Texte fourni
..........

Miser sur les tests rapides

Le dépistage massif grâce aux tests antigéniques, qui donnent des résultats presque immédiats, est une avenue plus prometteuse pour relancer le voyage, selon la professeure Borgès Da Silva. Ces tests détectent sans faille les porteurs du coronavirus au moment où ils sont le plus contagieux, soit entre 24 et 72 heures après la période d’incubation.

« Dans la phase hypercontagieuse, une personne souvent asymptomatique peut contaminer toute une foule dans un centre commercial », explique Mme Borgès Da Silva. Selon elle, isoler ces porteurs avant même qu’ils entreprennent un voyage rendrait les déplacements beaucoup plus sécuritaires. Si l’Australie, la Nouvelle-Zélande et la Corée, par exemple, ont largement neutralisé le coronavirus, c’est grâce à ce type de dépistage, estime la spécialiste.

L’Association du transport aérien international (IATA), qui réunit environ 290 transporteurs et dont le siège social se trouve à Montréal, pense aussi que l’utilisation massive des tests antigéniques faciliterait une reprise plus rapide des vols.

La « Carte-voyage »

Ce qui n’empêche par l’IATA, à l’instar de Microsoft, d’IBM ou du Forum économique mondial notamment, de travailler à l’élaboration d’un passeport vaccinal numérique, qui s’avérera très utile, pense l’organisation, si la preuve est faite qu’un vaccin peut stopper la transmission de la COVID-19.

La « Carte-voyage » de l’IATA permet, par l’entremise d’une application, de réunir un passeport et des certificats médicaux chiffrés (preuve de vaccination, résultats de tests, etc.) à l’abri des pirates sur un téléphone intelligent. Grâce à elle, un voyageur peut, d’une part, vérifier les exigences des États et des transporteurs et, d’autre part, communiquer les documents demandés à l’employé d’une compagnie aérienne au moment de monter à bord ou au douanier à son arrivée. Pour éviter la fraude, seuls les laboratoires certifiés sont autorisés à lier des fichiers à cette carte, que Singapore Airlines testera sous peu sur certains de ses vols. Des essais doivent aussi avoir lieu avec Copa au Panama.

« Ce n’est pas à l’IATA de dicter les règles, mais nous souhaitons travailler avec les gouvernements afin de trouver les meilleures solutions pour permettre aux gens de recommencer à voyager, même si cette reprise doit se faire sur plusieurs années », explique Frédéric Léger, directeur des produits aéroports, passagers, cargo et sécurité à l’IATA. À l’heure actuelle, l’IATA estime que l’industrie aérienne ne retrouvera pas son activité prépandémique avant... 2024.

..........

Consigne
Répondez, s'il vous plaît, à ces questions sur le texte fourni :
(a) Combien de transporteurs l'IATA réunit-elle environ ?
(b) Quelle compagnie aérienne testera sous peu la « Carte-voyage » sur certains de ses vols ?
(c) Selon l'IATA, avant quelle année l'industrie aérienne ne retrouvera-t-elle pas son activité prépandémique ?
Basez-vous uniquement sur le texte fourni.

Extrait de données
..........

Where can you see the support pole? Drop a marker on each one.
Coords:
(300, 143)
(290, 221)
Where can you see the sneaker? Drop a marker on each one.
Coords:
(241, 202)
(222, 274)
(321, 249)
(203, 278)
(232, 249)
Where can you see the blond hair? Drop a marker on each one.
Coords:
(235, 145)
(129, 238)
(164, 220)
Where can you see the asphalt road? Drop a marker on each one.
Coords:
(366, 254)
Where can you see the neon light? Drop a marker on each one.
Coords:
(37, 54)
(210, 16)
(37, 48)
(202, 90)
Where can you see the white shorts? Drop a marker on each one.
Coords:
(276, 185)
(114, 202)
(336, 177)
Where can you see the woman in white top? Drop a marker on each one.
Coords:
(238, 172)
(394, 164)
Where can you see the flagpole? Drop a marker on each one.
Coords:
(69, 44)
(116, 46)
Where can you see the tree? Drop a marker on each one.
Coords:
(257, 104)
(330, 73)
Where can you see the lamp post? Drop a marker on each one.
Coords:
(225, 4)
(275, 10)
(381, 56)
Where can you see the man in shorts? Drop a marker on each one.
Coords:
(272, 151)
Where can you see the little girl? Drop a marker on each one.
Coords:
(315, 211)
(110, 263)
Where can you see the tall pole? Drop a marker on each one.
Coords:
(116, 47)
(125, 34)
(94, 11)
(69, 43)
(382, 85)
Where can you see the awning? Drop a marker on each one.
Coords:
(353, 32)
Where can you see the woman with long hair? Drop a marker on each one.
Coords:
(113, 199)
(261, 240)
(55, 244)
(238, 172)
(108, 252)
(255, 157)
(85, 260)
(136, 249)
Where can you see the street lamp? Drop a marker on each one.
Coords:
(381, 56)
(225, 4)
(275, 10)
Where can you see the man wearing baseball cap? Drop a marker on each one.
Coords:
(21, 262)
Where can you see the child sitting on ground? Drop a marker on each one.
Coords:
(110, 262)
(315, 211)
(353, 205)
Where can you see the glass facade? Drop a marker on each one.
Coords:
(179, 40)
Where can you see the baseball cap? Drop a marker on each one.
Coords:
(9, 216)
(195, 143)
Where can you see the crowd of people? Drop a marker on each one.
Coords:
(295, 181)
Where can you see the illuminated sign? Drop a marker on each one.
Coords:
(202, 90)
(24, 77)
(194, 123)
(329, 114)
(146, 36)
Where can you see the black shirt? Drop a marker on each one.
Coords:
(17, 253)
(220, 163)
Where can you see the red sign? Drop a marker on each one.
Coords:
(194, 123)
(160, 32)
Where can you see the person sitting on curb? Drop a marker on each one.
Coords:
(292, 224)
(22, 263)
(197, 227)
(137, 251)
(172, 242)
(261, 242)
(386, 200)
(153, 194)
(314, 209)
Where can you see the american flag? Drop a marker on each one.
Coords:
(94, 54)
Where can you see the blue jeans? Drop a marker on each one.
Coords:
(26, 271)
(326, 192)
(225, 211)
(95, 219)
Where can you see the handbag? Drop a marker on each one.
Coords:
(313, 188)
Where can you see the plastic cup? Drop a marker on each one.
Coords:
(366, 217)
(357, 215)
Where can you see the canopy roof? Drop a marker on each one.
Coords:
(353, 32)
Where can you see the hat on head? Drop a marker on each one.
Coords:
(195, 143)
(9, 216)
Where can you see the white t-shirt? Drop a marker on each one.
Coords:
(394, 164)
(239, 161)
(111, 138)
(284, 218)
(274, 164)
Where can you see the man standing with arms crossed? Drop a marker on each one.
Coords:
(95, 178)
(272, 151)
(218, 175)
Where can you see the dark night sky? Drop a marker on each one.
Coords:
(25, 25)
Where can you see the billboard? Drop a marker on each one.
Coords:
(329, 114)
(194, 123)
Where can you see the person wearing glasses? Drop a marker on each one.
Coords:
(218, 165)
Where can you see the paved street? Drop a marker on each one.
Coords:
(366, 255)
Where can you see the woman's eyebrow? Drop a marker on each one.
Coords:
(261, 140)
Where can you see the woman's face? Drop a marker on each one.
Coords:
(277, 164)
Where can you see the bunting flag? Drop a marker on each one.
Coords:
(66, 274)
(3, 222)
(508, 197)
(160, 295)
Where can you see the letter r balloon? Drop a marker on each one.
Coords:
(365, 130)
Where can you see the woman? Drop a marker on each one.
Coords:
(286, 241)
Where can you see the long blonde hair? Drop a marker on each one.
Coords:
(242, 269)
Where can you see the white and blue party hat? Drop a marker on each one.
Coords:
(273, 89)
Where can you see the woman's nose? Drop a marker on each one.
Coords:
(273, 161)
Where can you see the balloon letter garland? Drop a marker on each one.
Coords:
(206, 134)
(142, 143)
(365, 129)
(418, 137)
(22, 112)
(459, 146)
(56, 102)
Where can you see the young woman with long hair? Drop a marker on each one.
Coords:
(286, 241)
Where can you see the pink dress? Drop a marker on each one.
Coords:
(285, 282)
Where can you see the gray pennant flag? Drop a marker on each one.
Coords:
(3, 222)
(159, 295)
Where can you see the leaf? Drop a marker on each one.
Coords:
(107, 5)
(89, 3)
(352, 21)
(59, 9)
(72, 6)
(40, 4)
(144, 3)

..........

Réponse attendue
(a) Environ 290.
(b) Singapore Airlines.
(c) 2024.